* _TASK PROMPT_: Collect each line of the listing below that contains the string "reflection", and copy each one out in full. The match is case-sensitive.

* _DATA ENTRIES_:
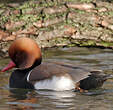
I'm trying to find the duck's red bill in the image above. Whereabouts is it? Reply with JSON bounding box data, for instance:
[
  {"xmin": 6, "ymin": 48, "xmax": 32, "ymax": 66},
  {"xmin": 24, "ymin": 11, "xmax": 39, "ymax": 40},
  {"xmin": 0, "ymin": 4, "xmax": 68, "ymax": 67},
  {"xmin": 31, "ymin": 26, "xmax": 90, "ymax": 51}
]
[{"xmin": 1, "ymin": 61, "xmax": 16, "ymax": 72}]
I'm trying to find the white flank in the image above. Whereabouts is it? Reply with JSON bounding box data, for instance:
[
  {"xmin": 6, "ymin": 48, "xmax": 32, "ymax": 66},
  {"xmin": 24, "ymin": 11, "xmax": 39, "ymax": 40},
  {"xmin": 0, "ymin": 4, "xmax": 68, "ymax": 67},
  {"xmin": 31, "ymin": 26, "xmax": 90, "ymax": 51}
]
[{"xmin": 34, "ymin": 76, "xmax": 75, "ymax": 91}]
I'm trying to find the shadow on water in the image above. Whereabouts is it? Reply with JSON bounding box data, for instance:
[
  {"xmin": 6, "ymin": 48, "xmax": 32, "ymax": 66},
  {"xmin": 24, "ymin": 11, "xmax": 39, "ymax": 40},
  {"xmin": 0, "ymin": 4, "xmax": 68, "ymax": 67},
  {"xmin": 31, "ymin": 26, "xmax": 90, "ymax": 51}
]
[{"xmin": 0, "ymin": 47, "xmax": 113, "ymax": 110}]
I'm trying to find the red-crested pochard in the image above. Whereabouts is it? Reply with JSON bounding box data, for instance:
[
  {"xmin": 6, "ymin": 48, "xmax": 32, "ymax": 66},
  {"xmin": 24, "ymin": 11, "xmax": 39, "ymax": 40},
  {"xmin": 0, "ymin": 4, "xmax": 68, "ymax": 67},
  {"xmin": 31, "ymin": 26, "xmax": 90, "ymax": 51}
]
[{"xmin": 1, "ymin": 37, "xmax": 113, "ymax": 91}]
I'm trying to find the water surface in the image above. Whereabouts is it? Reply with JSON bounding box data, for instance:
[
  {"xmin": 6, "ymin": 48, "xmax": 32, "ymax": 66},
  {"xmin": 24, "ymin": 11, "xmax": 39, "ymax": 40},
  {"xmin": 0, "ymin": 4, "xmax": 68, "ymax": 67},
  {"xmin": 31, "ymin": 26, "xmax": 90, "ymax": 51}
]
[{"xmin": 0, "ymin": 47, "xmax": 113, "ymax": 110}]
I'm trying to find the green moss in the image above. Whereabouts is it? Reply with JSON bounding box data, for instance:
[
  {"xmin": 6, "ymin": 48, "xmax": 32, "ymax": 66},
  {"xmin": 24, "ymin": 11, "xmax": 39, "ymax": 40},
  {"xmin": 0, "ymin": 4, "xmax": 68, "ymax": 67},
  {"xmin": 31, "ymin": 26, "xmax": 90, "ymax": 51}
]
[{"xmin": 100, "ymin": 41, "xmax": 113, "ymax": 47}]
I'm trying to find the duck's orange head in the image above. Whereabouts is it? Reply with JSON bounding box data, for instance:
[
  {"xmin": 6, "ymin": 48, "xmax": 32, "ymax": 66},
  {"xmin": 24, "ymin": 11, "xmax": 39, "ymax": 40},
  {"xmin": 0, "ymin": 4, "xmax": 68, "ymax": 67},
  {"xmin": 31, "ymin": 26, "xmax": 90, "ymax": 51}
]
[{"xmin": 2, "ymin": 37, "xmax": 42, "ymax": 72}]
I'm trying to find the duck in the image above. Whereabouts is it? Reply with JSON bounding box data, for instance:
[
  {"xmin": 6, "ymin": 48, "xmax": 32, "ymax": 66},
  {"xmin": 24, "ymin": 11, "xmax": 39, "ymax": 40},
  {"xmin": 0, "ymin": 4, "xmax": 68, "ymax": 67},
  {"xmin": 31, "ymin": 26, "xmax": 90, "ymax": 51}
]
[{"xmin": 1, "ymin": 37, "xmax": 113, "ymax": 92}]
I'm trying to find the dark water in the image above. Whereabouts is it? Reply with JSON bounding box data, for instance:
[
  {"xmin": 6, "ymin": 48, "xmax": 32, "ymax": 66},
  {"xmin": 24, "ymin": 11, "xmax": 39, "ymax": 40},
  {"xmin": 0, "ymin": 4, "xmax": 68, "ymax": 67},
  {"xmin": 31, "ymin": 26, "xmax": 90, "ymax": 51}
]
[{"xmin": 0, "ymin": 47, "xmax": 113, "ymax": 110}]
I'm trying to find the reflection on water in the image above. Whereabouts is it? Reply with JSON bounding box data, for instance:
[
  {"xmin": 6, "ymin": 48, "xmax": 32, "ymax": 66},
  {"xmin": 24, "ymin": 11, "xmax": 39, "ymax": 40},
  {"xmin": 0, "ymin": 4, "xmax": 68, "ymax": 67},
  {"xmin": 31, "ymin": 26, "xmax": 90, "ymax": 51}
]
[{"xmin": 0, "ymin": 47, "xmax": 113, "ymax": 110}]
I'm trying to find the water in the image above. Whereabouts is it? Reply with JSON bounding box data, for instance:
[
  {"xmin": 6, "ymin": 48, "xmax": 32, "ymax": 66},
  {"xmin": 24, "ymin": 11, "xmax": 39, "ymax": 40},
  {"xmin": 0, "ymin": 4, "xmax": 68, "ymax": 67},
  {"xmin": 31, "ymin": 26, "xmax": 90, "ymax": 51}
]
[{"xmin": 0, "ymin": 47, "xmax": 113, "ymax": 110}]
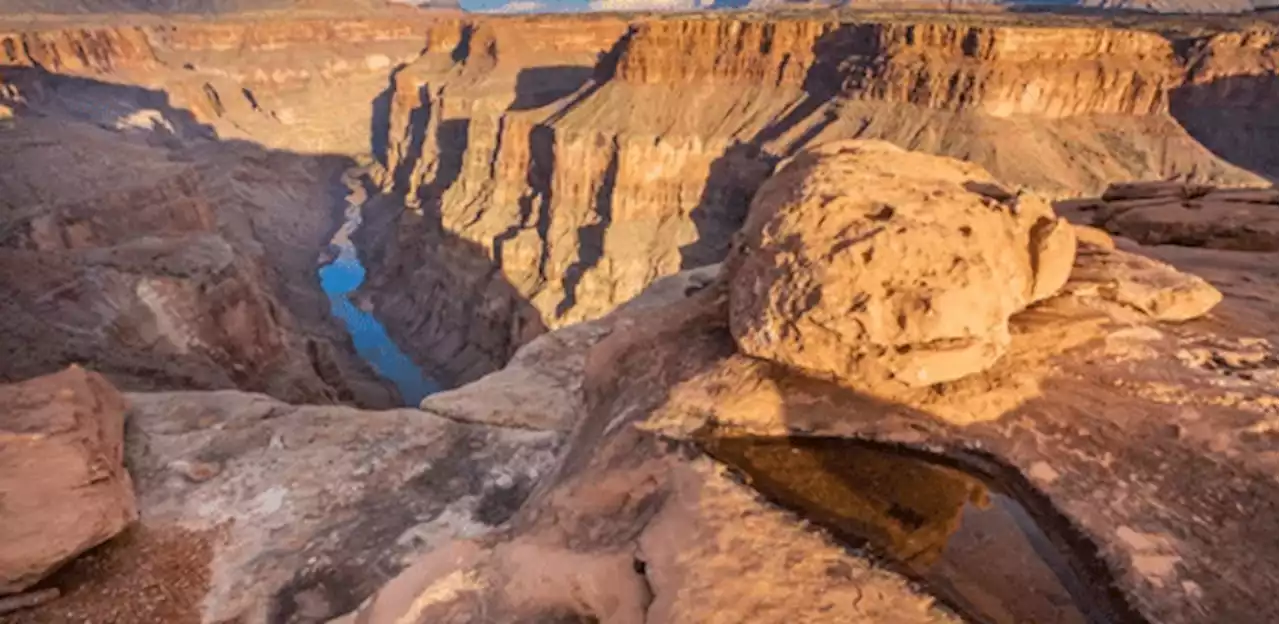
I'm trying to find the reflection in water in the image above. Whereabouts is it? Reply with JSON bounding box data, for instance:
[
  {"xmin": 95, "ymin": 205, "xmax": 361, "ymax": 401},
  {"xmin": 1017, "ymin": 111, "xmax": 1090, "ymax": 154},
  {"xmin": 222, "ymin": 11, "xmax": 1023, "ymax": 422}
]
[
  {"xmin": 707, "ymin": 439, "xmax": 1136, "ymax": 624},
  {"xmin": 320, "ymin": 206, "xmax": 440, "ymax": 407}
]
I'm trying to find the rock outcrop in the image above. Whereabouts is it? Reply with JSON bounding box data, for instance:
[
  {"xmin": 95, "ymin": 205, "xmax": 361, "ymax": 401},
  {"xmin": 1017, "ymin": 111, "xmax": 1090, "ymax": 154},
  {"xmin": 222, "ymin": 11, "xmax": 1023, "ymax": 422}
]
[
  {"xmin": 1066, "ymin": 182, "xmax": 1280, "ymax": 252},
  {"xmin": 360, "ymin": 17, "xmax": 1280, "ymax": 381},
  {"xmin": 730, "ymin": 142, "xmax": 1075, "ymax": 398},
  {"xmin": 0, "ymin": 367, "xmax": 138, "ymax": 595}
]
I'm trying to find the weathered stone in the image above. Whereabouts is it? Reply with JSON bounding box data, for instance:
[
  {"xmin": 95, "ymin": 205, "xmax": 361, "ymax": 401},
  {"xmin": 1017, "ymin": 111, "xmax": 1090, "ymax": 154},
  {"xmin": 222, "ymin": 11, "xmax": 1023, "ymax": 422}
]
[
  {"xmin": 731, "ymin": 142, "xmax": 1075, "ymax": 395},
  {"xmin": 1064, "ymin": 249, "xmax": 1222, "ymax": 321},
  {"xmin": 0, "ymin": 366, "xmax": 137, "ymax": 593}
]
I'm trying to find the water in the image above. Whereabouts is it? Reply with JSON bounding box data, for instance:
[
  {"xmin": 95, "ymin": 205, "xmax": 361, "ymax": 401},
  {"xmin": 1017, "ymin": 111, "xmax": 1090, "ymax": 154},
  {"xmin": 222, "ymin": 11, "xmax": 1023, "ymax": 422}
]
[
  {"xmin": 319, "ymin": 206, "xmax": 440, "ymax": 407},
  {"xmin": 704, "ymin": 437, "xmax": 1142, "ymax": 624}
]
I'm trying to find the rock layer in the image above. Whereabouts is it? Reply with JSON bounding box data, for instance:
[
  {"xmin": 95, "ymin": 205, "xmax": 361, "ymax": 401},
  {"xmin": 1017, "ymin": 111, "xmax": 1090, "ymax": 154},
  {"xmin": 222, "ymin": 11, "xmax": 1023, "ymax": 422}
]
[
  {"xmin": 360, "ymin": 17, "xmax": 1280, "ymax": 380},
  {"xmin": 730, "ymin": 142, "xmax": 1075, "ymax": 396}
]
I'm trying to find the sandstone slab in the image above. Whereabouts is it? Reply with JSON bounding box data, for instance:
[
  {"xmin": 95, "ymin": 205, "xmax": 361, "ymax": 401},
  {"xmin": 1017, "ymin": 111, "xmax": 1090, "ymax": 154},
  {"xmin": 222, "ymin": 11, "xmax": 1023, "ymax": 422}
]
[{"xmin": 0, "ymin": 367, "xmax": 137, "ymax": 593}]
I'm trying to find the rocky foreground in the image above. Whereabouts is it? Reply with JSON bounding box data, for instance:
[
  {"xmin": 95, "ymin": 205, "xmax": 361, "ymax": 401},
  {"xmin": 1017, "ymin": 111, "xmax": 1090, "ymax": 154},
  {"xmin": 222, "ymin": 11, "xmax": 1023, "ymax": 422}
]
[
  {"xmin": 5, "ymin": 142, "xmax": 1280, "ymax": 623},
  {"xmin": 0, "ymin": 8, "xmax": 1280, "ymax": 624}
]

* _SOLUTION_:
I'm trying to find the reflection on water in the image above. Whereabouts is it? Reply with JSON bounding box data, for instance:
I'm trying to find the reflection in water in the image above. Whereabouts is it? Reply with JSON bounding box data, for instance:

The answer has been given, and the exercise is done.